| What the task requires |
In the article on Amazon and QAnon merchandise below, rewrite the stretch from "In 2019, after" through "on the website.)", replacing "medical misinformation experts" with "public health researchers".

====== Excerpted text

In the waning weeks leading up to the election, numerous platforms have cracked down on QAnon, the baseless conspiracy theory positioning Trump as a savior from an evil deep-state leftist cabal. Facebook announced it would be banning the conspiracy theory, and Etsy has also revealed that it would be removing QAnon-related merchandise from the platform.
On one platform, however, QAnon-related merchandise thrives: Amazon. The behemoth marketplace is replete with QAnon content, from hats emblazoned with slogans referencing the conspiracy theory to mugs to onesies. Amazon declined to comment for this story regarding QAnon content on the platform.
A search for WWG1WGA — or “where we go one, we go all,” the unofficial slogan of the movement — yields seven pages of results (at the time of publication), including denim-washed baseball caps, flags, books, decals, and T-shirts bearing the slogan. A search for “follow the white rabbit,” a popular QAnon slogan, yields keychain rings, hats, bumper stickers, and mugs, some of which are available on Amazon Prime. Even a search for “the great awakening” — an otherwise benign term that has been coopted by the movement — surfaces a QAnon-related book as one of its primary results.
Amazon has long taken a haphazard, patchwork approach to policing merchandise for sale on its platform. Though its policies explicitly prohibit “products that promote, incite or glorify hatred, violence, racial, sexual or religious intolerance or promote organizations with such views,” it has long served as a bastion of white nationalist content, with a ProPublica investigation finding as recently as last spring that the platform actively promoted such books.
In 2019, after receiving criticism regarding spreading medical misinformation by hosting anti-vaxx content, Amazon removed a number of books promoting the idea that vaccines cause autism, as well as a handful of popular “documentaries” including the notorious anti-vaccine film Vaxxed. Yet it’s still relatively easy to find such content on the platform, and medical misinformation experts have publicly taken the platform to task for failing to appropriately police such items. (Amazon did not respond to Rolling Stone‘s questions about anti-vaccine content on the website.)
Under its offensive materials policy, Amazon’s content guidelines prohibit “products that promote, incite or glorify hatred, violence, racial, sexual or religious intolerance or promote organizations with such views.” Kathleen Stansberry, associate professor of communications at Elon University, says QAnon, which has a great deal of overlap with anti-Semitic conspiracy theories, falls in that category. “We should look to the experts to identify groups for inciting violence and those groups should be held accountable,” she says, citing the FBI’s referencing QAnon as a domestic terrorist threat.

A collection of just some of the QAnon merch items available on Amazon.com
Screengrab of Amazon.com
Last month, Amazon was criticized for donating to the reelection campaign for Tennessee state lawmaker Rep. Susan Lynn, who had publicly promoted QAnon on social media. In a statement to the Associated Press, Amazon said it had made a donation to Lynn’s campaign a year ago, and did not plan on making another one.
Stansberry says she “doesn’t see any reason” why Amazon could not take the same steps that sites like Etsy or Facebook have taken in scrubbing QAnon from the platform. Yet even though the platform has previously been criticized for hosting QAnon merchandise, it has not taken a stance either way on the conspiracy theory, even as other marketplaces like Etsy have. “Amazon has a strong policy in place to address offensive and controversial materials and products,” as Stansberry explains, “And they have a responsibility to enforce that policy to the best of their ability regardless of cost.”

============
====== Dataset excerpts

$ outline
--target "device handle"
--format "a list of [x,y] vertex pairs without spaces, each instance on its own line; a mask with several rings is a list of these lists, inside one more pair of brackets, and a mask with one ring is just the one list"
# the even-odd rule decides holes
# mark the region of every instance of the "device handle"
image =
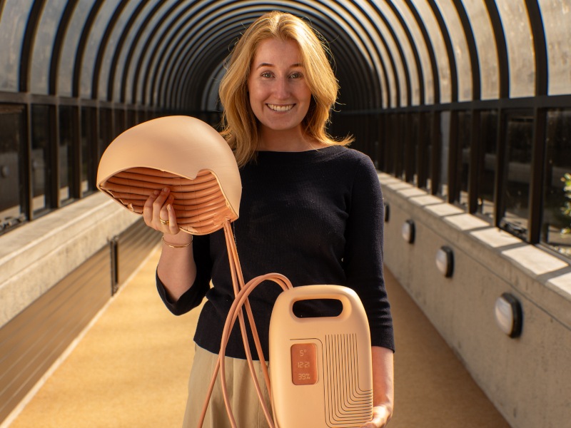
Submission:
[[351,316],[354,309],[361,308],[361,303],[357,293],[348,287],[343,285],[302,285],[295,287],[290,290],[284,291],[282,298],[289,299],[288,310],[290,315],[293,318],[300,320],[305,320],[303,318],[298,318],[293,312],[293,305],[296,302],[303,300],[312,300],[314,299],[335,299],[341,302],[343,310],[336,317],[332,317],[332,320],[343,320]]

============
====== Dataset excerpts

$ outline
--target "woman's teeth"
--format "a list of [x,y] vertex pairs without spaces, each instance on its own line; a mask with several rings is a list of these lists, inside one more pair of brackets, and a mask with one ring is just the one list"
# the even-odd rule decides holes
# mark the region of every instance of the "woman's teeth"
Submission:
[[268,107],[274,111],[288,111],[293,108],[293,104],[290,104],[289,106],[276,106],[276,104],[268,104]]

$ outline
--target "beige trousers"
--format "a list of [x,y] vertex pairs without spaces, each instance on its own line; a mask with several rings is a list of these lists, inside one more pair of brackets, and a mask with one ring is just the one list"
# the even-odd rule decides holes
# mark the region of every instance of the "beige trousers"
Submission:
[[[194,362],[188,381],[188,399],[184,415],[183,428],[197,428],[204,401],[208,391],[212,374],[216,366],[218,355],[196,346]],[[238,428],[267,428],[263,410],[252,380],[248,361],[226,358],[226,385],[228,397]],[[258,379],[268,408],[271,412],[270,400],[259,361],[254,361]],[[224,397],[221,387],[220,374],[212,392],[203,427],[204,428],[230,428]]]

============
====== Dataset excerpts

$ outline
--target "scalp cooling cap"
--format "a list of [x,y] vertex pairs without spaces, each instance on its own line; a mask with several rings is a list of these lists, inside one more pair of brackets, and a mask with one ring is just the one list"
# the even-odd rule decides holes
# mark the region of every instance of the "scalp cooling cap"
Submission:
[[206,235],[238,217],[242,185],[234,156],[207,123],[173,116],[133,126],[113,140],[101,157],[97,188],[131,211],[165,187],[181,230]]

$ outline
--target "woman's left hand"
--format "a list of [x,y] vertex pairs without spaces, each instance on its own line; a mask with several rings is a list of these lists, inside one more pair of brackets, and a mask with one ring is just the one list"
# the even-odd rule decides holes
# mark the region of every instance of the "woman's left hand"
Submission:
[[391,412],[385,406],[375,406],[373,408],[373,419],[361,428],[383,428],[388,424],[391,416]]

============

| Written reply |
In 2019, after receiving criticism regarding spreading medical misinformation by hosting anti-vaxx content, Amazon removed a number of books promoting the idea that vaccines cause autism, as well as a handful of popular “documentaries” including the notorious anti-vaccine film Vaxxed. Yet it’s still relatively easy to find such content on the platform, and public health researchers have publicly taken the platform to task for failing to appropriately police such items. (Amazon did not respond to Rolling Stone‘s questions about anti-vaccine content on the website.)